■ **WHAT YOU HAVE TO DO**:
Each record needs to be echoed exactly; can you do that?
╔══
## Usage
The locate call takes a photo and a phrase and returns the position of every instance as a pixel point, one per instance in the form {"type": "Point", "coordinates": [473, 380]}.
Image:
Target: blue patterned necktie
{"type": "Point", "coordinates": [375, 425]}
╚══
■ **EXERCISE RESPONSE**:
## Usage
The locate call takes a photo and a phrase and returns the position of every instance as a pixel point, one per instance in the form {"type": "Point", "coordinates": [473, 380]}.
Image:
Target: blue patterned necktie
{"type": "Point", "coordinates": [375, 425]}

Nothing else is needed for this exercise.